- [Activity]: All lines below containing "arrangement" are to be listed.

*** Begin section ***

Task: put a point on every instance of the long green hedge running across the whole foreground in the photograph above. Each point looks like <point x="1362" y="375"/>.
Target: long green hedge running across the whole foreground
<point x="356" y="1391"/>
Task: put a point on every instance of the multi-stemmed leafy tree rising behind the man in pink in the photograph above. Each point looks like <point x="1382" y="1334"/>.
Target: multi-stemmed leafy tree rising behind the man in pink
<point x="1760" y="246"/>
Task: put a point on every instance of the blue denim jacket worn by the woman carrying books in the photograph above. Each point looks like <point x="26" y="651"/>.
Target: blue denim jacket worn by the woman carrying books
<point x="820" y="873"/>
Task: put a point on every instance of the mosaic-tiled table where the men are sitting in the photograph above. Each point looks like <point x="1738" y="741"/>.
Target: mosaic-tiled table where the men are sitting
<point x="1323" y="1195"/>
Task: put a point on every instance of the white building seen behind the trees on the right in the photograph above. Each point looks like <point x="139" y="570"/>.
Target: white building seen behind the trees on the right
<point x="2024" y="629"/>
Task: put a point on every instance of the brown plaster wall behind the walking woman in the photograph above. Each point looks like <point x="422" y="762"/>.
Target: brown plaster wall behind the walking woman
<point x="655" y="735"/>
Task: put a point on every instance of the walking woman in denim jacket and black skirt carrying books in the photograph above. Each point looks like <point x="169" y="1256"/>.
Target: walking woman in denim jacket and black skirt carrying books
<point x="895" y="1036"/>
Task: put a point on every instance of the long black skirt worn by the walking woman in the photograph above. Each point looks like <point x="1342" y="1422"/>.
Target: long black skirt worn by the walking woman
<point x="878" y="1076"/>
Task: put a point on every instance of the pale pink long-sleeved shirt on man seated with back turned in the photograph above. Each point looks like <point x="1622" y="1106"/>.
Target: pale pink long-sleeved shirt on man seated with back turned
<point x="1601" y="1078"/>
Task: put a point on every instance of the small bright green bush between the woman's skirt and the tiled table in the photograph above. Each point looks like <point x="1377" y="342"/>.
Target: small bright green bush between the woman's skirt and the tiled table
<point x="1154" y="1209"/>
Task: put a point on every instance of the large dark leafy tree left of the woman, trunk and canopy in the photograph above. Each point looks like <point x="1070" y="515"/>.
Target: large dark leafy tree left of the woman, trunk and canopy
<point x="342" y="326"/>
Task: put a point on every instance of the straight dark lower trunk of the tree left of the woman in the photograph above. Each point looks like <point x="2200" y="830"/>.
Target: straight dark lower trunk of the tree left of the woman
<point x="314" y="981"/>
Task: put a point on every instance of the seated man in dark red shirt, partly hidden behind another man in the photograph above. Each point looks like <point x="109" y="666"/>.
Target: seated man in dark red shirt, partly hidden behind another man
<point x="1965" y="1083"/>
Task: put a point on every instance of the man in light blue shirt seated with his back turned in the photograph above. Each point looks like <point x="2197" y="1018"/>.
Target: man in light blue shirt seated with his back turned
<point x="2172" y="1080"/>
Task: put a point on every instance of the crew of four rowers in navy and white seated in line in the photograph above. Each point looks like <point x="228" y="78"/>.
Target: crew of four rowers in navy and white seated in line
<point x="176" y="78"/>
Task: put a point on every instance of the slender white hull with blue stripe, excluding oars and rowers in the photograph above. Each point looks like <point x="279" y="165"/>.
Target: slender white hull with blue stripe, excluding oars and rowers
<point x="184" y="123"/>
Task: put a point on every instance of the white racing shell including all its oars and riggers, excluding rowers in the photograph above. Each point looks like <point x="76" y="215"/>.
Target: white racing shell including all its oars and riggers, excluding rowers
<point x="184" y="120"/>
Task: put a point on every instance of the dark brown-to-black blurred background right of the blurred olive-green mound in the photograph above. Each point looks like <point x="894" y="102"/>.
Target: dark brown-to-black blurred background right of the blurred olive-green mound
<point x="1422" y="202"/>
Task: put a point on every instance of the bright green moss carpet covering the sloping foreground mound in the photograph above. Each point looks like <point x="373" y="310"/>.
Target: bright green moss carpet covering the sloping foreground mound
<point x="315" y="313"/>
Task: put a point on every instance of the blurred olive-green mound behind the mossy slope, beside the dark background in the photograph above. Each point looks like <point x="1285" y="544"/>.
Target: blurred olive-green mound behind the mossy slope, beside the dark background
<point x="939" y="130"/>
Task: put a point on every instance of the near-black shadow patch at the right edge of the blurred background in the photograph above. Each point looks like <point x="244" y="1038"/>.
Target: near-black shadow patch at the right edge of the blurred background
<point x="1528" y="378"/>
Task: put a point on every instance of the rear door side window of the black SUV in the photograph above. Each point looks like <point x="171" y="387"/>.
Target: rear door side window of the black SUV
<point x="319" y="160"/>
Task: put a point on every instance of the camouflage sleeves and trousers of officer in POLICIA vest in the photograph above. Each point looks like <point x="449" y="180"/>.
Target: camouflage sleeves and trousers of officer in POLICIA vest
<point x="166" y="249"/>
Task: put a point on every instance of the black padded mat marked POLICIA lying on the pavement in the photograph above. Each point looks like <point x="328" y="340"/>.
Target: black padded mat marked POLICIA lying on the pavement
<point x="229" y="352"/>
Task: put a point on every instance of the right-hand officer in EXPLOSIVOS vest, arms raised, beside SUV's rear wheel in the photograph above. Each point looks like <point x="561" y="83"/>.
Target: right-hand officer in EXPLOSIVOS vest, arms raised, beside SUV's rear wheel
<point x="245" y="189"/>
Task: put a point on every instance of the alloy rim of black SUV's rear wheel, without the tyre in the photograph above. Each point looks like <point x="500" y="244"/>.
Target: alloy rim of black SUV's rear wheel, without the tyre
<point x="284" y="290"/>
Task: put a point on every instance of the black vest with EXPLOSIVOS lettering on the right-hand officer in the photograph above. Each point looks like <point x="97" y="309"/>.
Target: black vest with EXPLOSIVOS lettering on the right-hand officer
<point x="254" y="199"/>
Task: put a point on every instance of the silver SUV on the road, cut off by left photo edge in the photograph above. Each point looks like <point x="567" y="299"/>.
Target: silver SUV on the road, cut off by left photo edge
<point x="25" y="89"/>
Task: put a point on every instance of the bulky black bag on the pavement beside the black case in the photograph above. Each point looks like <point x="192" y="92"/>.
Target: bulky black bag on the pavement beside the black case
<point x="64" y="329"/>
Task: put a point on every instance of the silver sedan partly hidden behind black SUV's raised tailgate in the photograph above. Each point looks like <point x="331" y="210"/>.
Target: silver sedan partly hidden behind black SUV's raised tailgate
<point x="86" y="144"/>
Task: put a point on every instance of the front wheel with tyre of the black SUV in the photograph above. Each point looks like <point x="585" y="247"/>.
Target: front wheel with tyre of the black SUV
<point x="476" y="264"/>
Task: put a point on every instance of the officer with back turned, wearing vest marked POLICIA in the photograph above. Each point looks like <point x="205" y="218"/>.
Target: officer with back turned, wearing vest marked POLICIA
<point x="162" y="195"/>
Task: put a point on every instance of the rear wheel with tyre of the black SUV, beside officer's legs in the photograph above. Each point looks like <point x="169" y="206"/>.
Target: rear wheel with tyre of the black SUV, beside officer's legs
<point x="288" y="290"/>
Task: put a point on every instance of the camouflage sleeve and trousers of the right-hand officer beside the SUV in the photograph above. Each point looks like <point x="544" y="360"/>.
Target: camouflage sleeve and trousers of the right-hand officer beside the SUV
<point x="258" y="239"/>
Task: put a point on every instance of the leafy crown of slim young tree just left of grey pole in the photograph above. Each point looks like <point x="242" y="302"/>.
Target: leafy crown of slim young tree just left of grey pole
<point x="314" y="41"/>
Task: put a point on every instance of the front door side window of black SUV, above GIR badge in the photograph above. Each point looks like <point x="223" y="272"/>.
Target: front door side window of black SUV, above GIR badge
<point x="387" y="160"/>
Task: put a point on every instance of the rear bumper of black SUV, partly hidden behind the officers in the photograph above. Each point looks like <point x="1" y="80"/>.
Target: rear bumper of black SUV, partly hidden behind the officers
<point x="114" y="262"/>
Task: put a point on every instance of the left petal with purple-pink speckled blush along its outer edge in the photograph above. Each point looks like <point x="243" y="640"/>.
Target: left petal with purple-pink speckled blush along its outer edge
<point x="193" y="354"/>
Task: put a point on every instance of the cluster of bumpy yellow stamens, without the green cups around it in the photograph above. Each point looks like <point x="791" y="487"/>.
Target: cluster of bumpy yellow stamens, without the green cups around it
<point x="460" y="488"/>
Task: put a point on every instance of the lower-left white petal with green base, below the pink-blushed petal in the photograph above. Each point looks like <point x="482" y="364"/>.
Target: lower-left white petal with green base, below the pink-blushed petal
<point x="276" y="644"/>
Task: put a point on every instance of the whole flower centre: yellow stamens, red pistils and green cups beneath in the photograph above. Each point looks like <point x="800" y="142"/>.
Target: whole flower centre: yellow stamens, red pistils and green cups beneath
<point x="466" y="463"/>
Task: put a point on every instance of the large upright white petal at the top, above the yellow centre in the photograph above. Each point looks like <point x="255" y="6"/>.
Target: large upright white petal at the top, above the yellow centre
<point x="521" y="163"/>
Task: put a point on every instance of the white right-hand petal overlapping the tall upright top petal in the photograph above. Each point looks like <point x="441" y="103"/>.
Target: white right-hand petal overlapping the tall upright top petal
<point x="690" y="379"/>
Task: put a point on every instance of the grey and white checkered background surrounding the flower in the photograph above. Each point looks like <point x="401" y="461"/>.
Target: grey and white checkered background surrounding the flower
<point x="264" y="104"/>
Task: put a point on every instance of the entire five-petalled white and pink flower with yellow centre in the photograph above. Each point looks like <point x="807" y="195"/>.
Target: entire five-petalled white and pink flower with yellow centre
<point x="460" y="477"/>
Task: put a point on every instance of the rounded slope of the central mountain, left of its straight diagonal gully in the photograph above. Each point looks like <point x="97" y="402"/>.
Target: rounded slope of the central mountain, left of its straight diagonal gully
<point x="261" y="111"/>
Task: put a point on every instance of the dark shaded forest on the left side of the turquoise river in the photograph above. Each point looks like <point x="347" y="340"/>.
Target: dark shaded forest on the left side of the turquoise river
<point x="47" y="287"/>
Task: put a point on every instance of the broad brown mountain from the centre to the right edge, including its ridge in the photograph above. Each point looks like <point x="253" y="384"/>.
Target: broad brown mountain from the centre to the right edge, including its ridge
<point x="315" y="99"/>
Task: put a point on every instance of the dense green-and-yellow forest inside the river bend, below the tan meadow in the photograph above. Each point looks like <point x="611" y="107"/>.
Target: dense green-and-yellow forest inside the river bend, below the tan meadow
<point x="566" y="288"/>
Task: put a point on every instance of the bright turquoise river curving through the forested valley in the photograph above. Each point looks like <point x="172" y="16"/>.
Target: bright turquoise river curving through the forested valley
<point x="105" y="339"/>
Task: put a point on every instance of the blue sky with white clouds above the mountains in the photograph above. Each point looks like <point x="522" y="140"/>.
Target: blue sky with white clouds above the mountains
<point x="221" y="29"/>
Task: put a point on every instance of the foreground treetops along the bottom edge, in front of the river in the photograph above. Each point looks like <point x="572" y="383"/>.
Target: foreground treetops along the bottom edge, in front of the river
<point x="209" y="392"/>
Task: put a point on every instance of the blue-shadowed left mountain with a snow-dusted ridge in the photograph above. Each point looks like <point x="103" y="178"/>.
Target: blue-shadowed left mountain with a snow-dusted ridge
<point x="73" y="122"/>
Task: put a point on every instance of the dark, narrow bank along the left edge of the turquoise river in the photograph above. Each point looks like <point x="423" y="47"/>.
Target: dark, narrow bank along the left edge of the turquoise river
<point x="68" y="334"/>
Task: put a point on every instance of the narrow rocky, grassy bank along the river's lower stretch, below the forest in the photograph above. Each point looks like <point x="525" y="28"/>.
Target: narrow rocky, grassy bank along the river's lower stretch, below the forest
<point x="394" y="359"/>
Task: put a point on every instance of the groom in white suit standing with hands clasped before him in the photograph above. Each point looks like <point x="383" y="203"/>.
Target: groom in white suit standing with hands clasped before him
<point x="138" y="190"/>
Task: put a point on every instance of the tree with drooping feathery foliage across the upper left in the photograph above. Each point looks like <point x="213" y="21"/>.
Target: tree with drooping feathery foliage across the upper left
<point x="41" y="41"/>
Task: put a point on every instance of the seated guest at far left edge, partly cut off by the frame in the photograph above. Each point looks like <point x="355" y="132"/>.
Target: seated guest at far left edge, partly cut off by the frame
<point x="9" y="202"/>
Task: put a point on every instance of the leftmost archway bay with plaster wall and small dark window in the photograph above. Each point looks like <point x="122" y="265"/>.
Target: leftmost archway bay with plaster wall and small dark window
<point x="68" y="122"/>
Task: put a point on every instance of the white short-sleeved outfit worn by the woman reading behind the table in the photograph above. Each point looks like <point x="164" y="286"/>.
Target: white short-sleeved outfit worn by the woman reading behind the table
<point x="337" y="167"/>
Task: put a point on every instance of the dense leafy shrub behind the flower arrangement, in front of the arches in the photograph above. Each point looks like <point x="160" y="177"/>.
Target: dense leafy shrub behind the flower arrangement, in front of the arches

*** End section ***

- [Exercise answer]:
Task: put a point on every instance of the dense leafy shrub behind the flower arrangement, in front of the arches in the photograph above. Each point looks like <point x="160" y="177"/>.
Target: dense leafy shrub behind the flower arrangement, in front of the arches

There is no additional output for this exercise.